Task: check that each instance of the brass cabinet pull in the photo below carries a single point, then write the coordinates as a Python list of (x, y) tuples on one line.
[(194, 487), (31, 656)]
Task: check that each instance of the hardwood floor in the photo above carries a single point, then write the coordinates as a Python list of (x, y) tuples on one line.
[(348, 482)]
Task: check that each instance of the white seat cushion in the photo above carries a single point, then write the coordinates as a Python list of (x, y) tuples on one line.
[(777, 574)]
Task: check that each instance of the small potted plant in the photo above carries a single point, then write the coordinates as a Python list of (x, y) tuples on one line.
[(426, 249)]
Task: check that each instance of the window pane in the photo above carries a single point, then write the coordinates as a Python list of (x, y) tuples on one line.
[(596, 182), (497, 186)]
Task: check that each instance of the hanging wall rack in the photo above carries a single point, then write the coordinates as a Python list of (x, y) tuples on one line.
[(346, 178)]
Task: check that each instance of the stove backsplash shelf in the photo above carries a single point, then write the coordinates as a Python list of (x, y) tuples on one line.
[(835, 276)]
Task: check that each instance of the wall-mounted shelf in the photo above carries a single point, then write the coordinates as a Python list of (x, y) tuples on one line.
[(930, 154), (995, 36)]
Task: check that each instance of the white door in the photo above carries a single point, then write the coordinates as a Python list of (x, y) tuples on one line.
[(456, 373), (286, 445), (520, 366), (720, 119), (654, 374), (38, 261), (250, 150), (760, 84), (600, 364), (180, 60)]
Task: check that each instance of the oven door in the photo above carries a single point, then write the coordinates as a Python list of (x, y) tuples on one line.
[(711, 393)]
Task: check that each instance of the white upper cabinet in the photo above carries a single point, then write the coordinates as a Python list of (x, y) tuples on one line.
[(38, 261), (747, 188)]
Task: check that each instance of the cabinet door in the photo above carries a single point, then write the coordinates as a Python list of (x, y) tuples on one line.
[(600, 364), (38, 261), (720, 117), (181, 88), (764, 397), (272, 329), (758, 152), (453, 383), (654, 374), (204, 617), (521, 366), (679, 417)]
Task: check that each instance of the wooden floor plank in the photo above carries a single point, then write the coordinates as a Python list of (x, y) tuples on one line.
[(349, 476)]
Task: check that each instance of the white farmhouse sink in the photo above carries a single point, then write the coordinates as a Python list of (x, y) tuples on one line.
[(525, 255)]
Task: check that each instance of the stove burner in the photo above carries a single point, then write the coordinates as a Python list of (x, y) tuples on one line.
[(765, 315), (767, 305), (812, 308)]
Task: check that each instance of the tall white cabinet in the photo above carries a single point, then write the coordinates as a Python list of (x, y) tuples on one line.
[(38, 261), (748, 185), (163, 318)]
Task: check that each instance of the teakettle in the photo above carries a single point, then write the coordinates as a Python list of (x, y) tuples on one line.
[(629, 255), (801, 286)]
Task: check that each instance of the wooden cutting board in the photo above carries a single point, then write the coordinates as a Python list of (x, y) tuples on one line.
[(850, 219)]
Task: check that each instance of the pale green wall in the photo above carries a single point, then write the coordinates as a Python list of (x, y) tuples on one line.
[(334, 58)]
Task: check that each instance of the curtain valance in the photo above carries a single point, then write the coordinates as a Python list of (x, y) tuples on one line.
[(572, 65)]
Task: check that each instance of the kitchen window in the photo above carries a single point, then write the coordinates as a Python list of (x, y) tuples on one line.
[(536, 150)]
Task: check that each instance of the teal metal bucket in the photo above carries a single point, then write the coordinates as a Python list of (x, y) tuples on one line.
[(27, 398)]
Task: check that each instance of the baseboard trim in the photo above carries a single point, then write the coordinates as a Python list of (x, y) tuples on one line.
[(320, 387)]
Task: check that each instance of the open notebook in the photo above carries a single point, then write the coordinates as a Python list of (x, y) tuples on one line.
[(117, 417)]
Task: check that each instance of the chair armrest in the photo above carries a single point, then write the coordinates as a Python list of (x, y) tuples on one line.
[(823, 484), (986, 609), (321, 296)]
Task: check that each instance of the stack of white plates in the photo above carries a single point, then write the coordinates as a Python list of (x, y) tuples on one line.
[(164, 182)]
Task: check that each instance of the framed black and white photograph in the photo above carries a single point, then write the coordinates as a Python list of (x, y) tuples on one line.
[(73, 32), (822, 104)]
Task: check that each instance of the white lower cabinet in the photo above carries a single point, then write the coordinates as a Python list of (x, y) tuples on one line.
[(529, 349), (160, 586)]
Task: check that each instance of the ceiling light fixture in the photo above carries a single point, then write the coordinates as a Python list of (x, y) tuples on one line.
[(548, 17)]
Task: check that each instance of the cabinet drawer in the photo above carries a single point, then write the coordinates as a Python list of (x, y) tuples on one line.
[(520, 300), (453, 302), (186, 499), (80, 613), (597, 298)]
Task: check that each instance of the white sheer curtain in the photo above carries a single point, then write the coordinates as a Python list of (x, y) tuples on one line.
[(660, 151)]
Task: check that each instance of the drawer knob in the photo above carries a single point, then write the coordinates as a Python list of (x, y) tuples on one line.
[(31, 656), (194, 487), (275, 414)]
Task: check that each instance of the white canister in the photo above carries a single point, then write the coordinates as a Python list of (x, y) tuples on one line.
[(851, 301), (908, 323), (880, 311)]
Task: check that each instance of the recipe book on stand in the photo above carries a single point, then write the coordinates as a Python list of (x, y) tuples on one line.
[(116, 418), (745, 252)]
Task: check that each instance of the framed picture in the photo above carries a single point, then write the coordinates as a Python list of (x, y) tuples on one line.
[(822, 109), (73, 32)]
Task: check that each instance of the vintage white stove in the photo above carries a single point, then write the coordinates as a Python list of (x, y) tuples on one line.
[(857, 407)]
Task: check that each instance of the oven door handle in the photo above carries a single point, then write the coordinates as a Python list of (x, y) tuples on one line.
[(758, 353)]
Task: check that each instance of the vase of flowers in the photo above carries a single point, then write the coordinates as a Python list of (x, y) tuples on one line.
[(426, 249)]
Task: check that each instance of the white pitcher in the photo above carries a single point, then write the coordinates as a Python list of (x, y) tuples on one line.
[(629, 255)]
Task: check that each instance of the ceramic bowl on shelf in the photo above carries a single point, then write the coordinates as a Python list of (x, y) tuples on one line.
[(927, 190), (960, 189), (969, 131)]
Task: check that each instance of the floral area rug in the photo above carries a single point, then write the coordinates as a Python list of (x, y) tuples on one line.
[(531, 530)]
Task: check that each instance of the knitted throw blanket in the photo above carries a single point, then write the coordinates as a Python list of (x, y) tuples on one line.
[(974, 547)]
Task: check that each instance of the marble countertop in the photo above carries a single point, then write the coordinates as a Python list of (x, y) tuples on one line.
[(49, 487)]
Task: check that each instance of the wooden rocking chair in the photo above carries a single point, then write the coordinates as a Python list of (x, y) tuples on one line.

◆ ◆ ◆ ◆ ◆

=== What the task requires ===
Extract every entry above word for word, keeping each one on its own line in the original order.

=== Exercise response ===
Task: check that each instance of the brass cabinet pull in the photo below carries a single point, then write the coordinates as a Python list of (x, y) tuples on one line.
[(194, 487), (31, 656)]
Task: check that each instance of the hardwood floor in the photo above carries a single point, then write the coordinates as a Python list of (x, y) tuples on one line.
[(348, 482)]
Task: check that each instance of the white seat cushion in the photo above carries a single point, then write the coordinates as a Python list of (x, y) tuples on one line.
[(777, 574)]
Task: check that each instance of the small potted plant in the photo above carries a single point, then write the coordinates as a Python list of (x, y) tuples on one line.
[(426, 249)]
Task: check that each instance of the window pane in the photo above carries a single point, then write the coordinates as a Python list of (x, y) tuples on one line.
[(596, 182), (497, 186)]
Task: check that each instance of the hanging wall rack in the photo above carries a single point, then write the coordinates as a Python list of (x, y) tuples on one line.
[(346, 178)]
Task: check that each instance of the stove backsplash shelf in the photo above carries a single point, then write the coordinates as a Python list of (x, y) tuples on one line.
[(835, 276)]
Task: check that each instance of the wall-mounted shelf in the photo above carries a single point, then write the coordinates as a Python list of (x, y) tuples on one line.
[(930, 154), (995, 36)]
Task: check that each instance of the white door in the photo above carries a single point, then write the coordinates as a Python list of (x, y) tuples on one line.
[(456, 373), (286, 445), (520, 366), (720, 119), (654, 374), (38, 261), (250, 150), (760, 84), (600, 364), (180, 60)]
Task: check that each instance of the oven door in the photo above carries a single point, then write the coordinates as a Python list of (x, y) tuples on one line.
[(711, 393)]
Task: check that each instance of the white upper cabinet in the photo above carries a single point, then write the coordinates as a Python list of (x, y) tuples on one line.
[(38, 261), (747, 188)]
Task: check that each instance of the cabinet door in the photo above carries a single point, then write the coordinates as a Python list of (x, y) tuples on one line.
[(600, 364), (38, 261), (720, 117), (181, 88), (764, 397), (272, 329), (758, 152), (453, 383), (654, 374), (204, 617), (521, 366), (679, 417)]
Task: check that each instance of the wooden floor plank in the photo above carries a single point, then write the coordinates as a Python list of (x, y) tuples on one line.
[(349, 476)]
Task: check that each instance of the white farmhouse sink in the photo above carries a single point, then write the coordinates as a Python list of (x, y) tuples on one line.
[(525, 255)]
Task: check that each instance of the stove burner in the photo above carries a single point, then write the coordinates as a Python list of (x, y) tuples on one line.
[(765, 315), (767, 305), (812, 308)]
Task: check that each instance of the tall white cabinet in the photo above carries a single point, then write the coordinates as a Python list of (x, y) tuples on one line.
[(38, 261), (748, 185), (163, 318)]
Task: check that each instance of the teakettle in the photo above carries a single point, then write the coordinates as a Python list of (x, y) tuples on one line.
[(629, 255), (801, 286)]
Task: check that each instance of the wooden cutting board in the photo above carries a single point, then write the coordinates as a Python list of (x, y) tuples on one line.
[(850, 219)]
Task: check that each instance of the pale green wall in the photo above carries a single point, then write the coordinates as a Python list of (x, y) tuples on one line.
[(334, 58)]
Task: check that each instance of the curtain valance in the photo above carries a single point, then write the coordinates as a Python list of (x, y) tuples on one line.
[(572, 65)]
Task: check that each instance of the kitchen window in the photo above carries a single point, then write the coordinates as a Python list of (x, y) tuples on one line.
[(536, 150)]
Task: check that each instance of the teal metal bucket in the photo above carries a single point, then write the coordinates as a Python list of (x, y) tuples on one line.
[(27, 398)]
Task: check that each instance of the baseboard trim in the photo above carries a single point, then write the coordinates as a Python list of (x, y) tuples on one line.
[(320, 387)]
Task: check that each instance of the open notebook in the photo above carries a single point, then write the coordinates as a Python list of (x, y) tuples on one line.
[(117, 417)]
Task: check that each instance of the chair armrest in the photo above carries a single point, then write the coordinates as a Python list of (x, y) tuples on one line.
[(823, 484), (986, 609), (321, 296)]
Task: check that each instance of the stack of white plates in the photo above carries a single point, then write the coordinates as a Python list of (x, y) tuples on one line.
[(164, 182)]
Task: check that each instance of the framed black and white photograph in the photo above carries a single point, then write the coordinates as a Python list of (x, y) tuples on one line.
[(73, 32), (822, 104)]
Task: check that each instance of the white lower cabinet in the photo above carries a single point, then write the coordinates as a Python list of (x, y) tuples on one line.
[(529, 349), (160, 586)]
Task: check that each instance of the ceiling light fixture in the photo above carries a single point, then write the coordinates as a Python list of (x, y) tuples on one line.
[(548, 17)]
Task: check that each instance of the cabinet drawer in the photo above carries a single point, then write the coordinates as a Python list of (x, y) tuples on one line.
[(520, 300), (453, 302), (186, 499), (80, 613), (597, 298)]
Task: check that each instance of the white sheer curtain in the photo above carries a single point, then write the coordinates as a Python list of (x, y) tuples on one line.
[(660, 151)]
Task: check that each instance of the drawer knob in the photo above carries a single point, then write the coordinates as a Python list of (x, y) tuples on one line.
[(31, 656), (194, 487), (275, 414)]
Task: check that each instance of the white canister in the photo above carries a single point, then write the coordinates as a Python list of (x, y) tuples on one line.
[(851, 301), (908, 323), (880, 311)]
Task: check that each instance of the recipe book on stand in the photo above carries a single point, then write the coordinates as a Python list of (x, y) tuples on one line.
[(116, 418), (745, 252)]
Task: check that each instance of the framed picture in the photo above carries a single point, then write the coordinates as a Python list of (x, y) tuples on one line.
[(822, 109), (73, 32)]
Task: check that each instance of the vintage white stove in the photo above carries a single point, then write the coordinates as a Python list of (x, y) tuples on one line.
[(857, 407)]
Task: check that each instance of the oven door handle in the photo above carries a single point, then write the coordinates as a Python list of (x, y) tuples on one line.
[(758, 353)]
Task: check that each instance of the vase of flowers in the photo above carries a single point, then write the coordinates as a Python list of (x, y) tuples on one line.
[(426, 249)]
Task: check that each instance of the white pitcher in the photo above carries a single point, then write the coordinates as a Python list of (x, y) tuples on one line.
[(629, 255)]
Task: check that each instance of the ceramic bowl on shelf in the photo above carries a single point, then write the coordinates as a Python list of (x, y) tuples on one line.
[(927, 190), (960, 189), (969, 131)]
Task: check that each instance of the floral area rug in the photo above carries a single point, then write the coordinates as a Python list of (x, y) tuples on one line.
[(531, 530)]
Task: check that each instance of the knitted throw blanket in the photo above carries a single point, then write the coordinates as a Python list of (x, y) tuples on one line.
[(974, 547)]
Task: check that each instance of the marble countertop in the photo above carries a single point, then write the coordinates as a Python list of (x, y) tuples on one line.
[(49, 487)]
Task: check that each instance of the wooden rocking chair in the photo above carries a single point, then write the coordinates as a Python list of (x, y) tuples on one line.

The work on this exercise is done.